## Start Given text
# How do you integrate int sinx*e^-x by integration by parts method?

May 25, 2018

$\int \sin x {e}^{- x} \mathrm{dx} = - \frac{{e}^{- x} \left(\sin x + \cos x\right)}{2} + C$

#### Explanation:

Integrate by parts:

$\int \sin x {e}^{- x} \mathrm{dx} = \int \sin x \frac{d}{\mathrm{dx}} \left(- {e}^{- x}\right) \mathrm{dx}$

$\int \sin x {e}^{- x} \mathrm{dx} = - {e}^{- x} \sin x + \int {e}^{- x} \frac{d}{\mathrm{dx}} \left(\sin x\right) \mathrm{dx}$

$\int \sin x {e}^{- x} \mathrm{dx} = - {e}^{- x} \sin x + \int {e}^{- x} \cos x \mathrm{dx}$

and then again:

$\int \sin x {e}^{- x} \mathrm{dx} = - {e}^{- x} \sin x + \int \cos x \frac{d}{\mathrm{dx}} \left(- {e}^{- x}\right) \mathrm{dx}$

$\int \sin x {e}^{- x} \mathrm{dx} = - {e}^{- x} \sin x - {e}^{- x} \cos x + \int {e}^{- x} \frac{d}{\mathrm{dx}} \left(\cos x\right) \mathrm{dx}$

$\int \sin x {e}^{- x} \mathrm{dx} = - {e}^{- x} \sin x - {e}^{- x} \cos x - \int \sin x {e}^{- x} \mathrm{dx}$

The same integral appears on both sides and we can solve fro it:

$2 \int \sin x {e}^{- x} \mathrm{dx} = - {e}^{- x} \sin x - {e}^{- x} \cos x + C$

$\int \sin x {e}^{- x} \mathrm{dx} = - \frac{{e}^{- x} \left(\sin x + \cos x\right)}{2} + C$
## End Given text
→ **Exercise a**:
Answer these from the integration by parts solution:
(i) What date does the solution carry?
(ii) What two words introduce the second application of integration by parts?
(iii) What final result does the solution give for the integral of sin x times e^-x?
The text and the records come from different sources.
## Start Extracted records
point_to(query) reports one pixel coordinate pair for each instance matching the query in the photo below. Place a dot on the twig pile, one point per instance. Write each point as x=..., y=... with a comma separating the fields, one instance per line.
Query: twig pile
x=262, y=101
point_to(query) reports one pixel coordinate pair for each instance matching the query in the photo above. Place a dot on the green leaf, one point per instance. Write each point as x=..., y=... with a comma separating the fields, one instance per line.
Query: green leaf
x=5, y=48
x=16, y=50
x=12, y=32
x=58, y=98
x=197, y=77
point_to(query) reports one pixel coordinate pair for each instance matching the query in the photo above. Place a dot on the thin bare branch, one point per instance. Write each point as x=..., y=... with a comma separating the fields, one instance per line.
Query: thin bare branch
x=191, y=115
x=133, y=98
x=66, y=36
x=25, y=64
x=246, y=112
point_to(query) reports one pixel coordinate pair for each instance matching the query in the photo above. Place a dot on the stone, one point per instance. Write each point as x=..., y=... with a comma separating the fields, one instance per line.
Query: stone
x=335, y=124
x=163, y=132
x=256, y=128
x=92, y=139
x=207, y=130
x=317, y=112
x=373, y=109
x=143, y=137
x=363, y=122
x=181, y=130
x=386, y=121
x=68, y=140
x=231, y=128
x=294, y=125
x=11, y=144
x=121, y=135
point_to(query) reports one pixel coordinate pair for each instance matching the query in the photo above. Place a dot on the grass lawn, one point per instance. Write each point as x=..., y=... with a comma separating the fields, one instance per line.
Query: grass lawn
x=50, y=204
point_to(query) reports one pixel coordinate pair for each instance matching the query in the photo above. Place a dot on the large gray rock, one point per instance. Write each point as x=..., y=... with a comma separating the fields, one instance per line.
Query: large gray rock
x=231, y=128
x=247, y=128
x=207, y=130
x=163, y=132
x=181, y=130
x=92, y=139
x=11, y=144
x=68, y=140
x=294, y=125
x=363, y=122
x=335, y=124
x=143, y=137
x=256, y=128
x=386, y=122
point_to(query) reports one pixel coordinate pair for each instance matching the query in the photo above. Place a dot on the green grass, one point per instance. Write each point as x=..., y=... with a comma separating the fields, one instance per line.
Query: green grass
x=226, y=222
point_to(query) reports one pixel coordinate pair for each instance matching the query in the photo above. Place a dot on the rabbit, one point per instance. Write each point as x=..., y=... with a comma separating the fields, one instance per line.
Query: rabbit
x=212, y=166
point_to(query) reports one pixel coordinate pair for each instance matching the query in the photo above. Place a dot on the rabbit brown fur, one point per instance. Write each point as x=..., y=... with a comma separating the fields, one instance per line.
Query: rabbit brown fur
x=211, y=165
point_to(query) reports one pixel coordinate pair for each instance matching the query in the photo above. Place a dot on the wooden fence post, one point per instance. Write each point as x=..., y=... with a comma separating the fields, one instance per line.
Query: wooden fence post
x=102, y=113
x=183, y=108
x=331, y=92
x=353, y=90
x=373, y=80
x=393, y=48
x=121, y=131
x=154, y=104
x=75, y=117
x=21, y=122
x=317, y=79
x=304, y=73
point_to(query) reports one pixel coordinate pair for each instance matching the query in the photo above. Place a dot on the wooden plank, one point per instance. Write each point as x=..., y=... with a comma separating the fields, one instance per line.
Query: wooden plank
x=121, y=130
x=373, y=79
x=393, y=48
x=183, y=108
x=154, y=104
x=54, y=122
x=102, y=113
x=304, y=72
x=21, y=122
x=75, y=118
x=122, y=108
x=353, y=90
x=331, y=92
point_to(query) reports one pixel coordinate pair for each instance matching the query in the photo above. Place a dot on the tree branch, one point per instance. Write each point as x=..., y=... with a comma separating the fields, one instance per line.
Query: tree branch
## End Extracted records
→ **Exercise b**:
Convert the records into a JSON list of strings, one string per line and blank lines omitted. Cover the records from their first line up to and including the line with "x=246, y=112".

→ **Written reply a**:
(i) May 25, 2018
(ii) "then again"
(iii) −e^(−x)(sin x + cos x)/2 + C

→ **Written reply b**:
[
  "point_to(query) reports one pixel coordinate pair for each instance matching the query in the photo below. Place a dot on the twig pile, one point per instance. Write each point as x=..., y=... with a comma separating the fields, one instance per line.",
  "Query: twig pile",
  "x=262, y=101",
  "point_to(query) reports one pixel coordinate pair for each instance matching the query in the photo above. Place a dot on the green leaf, one point per instance. Write each point as x=..., y=... with a comma separating the fields, one instance per line.",
  "Query: green leaf",
  "x=5, y=48",
  "x=16, y=50",
  "x=12, y=32",
  "x=58, y=98",
  "x=197, y=77",
  "point_to(query) reports one pixel coordinate pair for each instance matching the query in the photo above. Place a dot on the thin bare branch, one point per instance. Write each point as x=..., y=... with a comma separating the fields, one instance per line.",
  "Query: thin bare branch",
  "x=191, y=115",
  "x=133, y=98",
  "x=66, y=36",
  "x=25, y=64",
  "x=246, y=112"
]